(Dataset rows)
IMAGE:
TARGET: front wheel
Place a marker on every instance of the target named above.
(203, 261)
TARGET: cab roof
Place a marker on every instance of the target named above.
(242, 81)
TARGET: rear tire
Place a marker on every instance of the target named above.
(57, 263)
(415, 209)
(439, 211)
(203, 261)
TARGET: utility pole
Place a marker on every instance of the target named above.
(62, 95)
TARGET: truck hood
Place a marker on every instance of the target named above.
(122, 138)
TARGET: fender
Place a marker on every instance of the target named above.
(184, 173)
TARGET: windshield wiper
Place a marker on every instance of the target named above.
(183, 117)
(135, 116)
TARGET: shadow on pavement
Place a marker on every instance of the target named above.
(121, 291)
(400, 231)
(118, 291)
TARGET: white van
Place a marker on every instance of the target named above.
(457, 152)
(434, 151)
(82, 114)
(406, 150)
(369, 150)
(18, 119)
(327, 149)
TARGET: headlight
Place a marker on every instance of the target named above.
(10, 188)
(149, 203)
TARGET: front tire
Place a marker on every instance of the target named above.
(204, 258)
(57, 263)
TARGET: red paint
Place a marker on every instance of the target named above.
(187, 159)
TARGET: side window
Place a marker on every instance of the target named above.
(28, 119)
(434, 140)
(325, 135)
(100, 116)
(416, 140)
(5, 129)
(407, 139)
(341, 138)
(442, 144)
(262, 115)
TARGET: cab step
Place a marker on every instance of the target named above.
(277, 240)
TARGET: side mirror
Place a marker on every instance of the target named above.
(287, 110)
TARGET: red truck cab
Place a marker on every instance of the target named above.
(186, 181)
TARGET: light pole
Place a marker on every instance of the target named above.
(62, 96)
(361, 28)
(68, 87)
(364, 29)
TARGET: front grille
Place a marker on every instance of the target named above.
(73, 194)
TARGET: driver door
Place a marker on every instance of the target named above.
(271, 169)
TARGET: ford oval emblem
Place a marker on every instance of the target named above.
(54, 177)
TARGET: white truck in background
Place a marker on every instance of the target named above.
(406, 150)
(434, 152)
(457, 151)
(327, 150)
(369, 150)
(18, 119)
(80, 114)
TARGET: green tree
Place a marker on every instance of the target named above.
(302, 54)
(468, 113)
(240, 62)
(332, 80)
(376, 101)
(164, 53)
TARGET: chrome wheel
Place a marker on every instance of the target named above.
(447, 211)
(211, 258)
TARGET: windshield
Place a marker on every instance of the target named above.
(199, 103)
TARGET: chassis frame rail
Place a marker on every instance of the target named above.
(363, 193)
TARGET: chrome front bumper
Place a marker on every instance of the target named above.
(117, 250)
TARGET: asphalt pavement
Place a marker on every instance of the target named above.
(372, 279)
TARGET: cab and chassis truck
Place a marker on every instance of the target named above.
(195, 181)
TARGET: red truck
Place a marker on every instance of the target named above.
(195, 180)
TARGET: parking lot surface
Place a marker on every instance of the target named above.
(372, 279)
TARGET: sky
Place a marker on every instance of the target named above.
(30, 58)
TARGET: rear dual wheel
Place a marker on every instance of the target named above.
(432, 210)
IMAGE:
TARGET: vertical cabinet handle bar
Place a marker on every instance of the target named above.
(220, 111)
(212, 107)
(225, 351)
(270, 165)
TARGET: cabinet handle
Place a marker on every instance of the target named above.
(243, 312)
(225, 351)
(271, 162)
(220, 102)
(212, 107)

EXERCISE:
Convert the lines from the one containing "TARGET: white truck in background" through the last line into a JSON list of strings, one string per line, skipping blank lines.

COMPLETE OUTPUT:
[
  "TARGET: white truck in background",
  "Place a marker on every instance of the target named above.",
  "(406, 150)",
  "(434, 152)",
  "(457, 151)",
  "(327, 150)",
  "(369, 150)",
  "(18, 119)",
  "(80, 114)",
  "TARGET: green tree",
  "Place a marker on every instance of the target named above.",
  "(302, 54)",
  "(468, 113)",
  "(240, 62)",
  "(332, 80)",
  "(376, 101)",
  "(164, 53)",
  "TARGET: chrome wheel",
  "Place a marker on every instance of the target named above.",
  "(447, 211)",
  "(211, 258)",
  "TARGET: windshield",
  "Place a marker on every instance of the target named above.",
  "(199, 103)",
  "TARGET: chassis frame rail",
  "Place a marker on every instance of the target named above.",
  "(363, 193)",
  "TARGET: chrome front bumper",
  "Place a marker on every instance of the target named above.",
  "(117, 250)",
  "TARGET: asphalt pavement",
  "Place a marker on every instance of the target named above.",
  "(372, 279)",
  "TARGET: cab and chassis truck",
  "Place a marker on every instance of the target named above.",
  "(195, 181)",
  "TARGET: red truck",
  "Place a marker on every instance of the target named above.",
  "(195, 180)",
  "TARGET: parking lot surface",
  "Place a marker on every instance of the target named above.",
  "(372, 279)",
  "TARGET: sky",
  "Place a marker on every instance of the target named above.",
  "(30, 58)",
  "TARGET: rear dual wheel",
  "Place a marker on every instance of the target named above.",
  "(432, 210)",
  "IMAGE:",
  "TARGET: vertical cabinet handle bar",
  "Place a marker on every instance of the target named above.",
  "(220, 111)",
  "(212, 107)",
  "(225, 351)",
  "(270, 165)",
  "TARGET: cabinet handle",
  "Place a marker on every instance of the target named above.",
  "(243, 312)",
  "(225, 351)",
  "(271, 162)",
  "(220, 102)",
  "(212, 107)"
]